▸ Problem to work on:
Copy the listing below, substituting "image coordinates" for every occurrence of "pixel coordinates" and keeping everything else the same. Leave the pictures out.
===== Entries shown =====
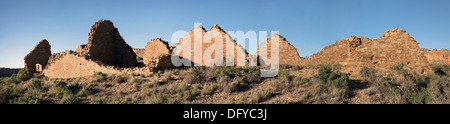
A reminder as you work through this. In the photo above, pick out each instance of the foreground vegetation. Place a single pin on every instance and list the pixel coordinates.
(323, 84)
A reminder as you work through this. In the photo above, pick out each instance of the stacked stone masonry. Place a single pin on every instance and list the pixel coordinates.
(107, 52)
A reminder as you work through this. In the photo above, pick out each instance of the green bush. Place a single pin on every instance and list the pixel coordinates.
(301, 80)
(441, 70)
(261, 95)
(368, 74)
(283, 74)
(336, 79)
(226, 70)
(398, 66)
(22, 75)
(67, 90)
(237, 85)
(61, 84)
(8, 93)
(70, 99)
(333, 81)
(100, 76)
(27, 99)
(35, 84)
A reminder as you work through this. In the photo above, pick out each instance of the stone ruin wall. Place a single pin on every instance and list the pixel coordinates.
(39, 55)
(70, 64)
(288, 54)
(139, 52)
(238, 50)
(336, 53)
(154, 50)
(106, 45)
(393, 47)
(437, 56)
=====
▸ Exercise answer:
A reminder as you work through this. In the photo above, pick out each instance of the foreground vegetation. Place a single pin on every instance and list the image coordinates.
(323, 84)
A reminder as you work through this. In the photo above, pick out each instance of the stacked stone masonry. Place a single pin on every instance and list the image coordinates.
(107, 52)
A reminder as you work through this. In the photo above, pick out each instance of the green bush. Place a single pin on every instance and list the image coordinates.
(301, 80)
(441, 70)
(261, 95)
(368, 74)
(283, 74)
(336, 79)
(226, 70)
(398, 66)
(22, 75)
(67, 90)
(237, 85)
(61, 84)
(8, 93)
(70, 99)
(333, 81)
(100, 76)
(27, 99)
(35, 84)
A reminder as you work through this. In the photo above, pick out each instance of the stone ruin wall. Place a single pin on every instance and list the image coordinates.
(39, 55)
(70, 64)
(288, 54)
(139, 52)
(238, 50)
(336, 53)
(154, 50)
(106, 45)
(393, 47)
(437, 56)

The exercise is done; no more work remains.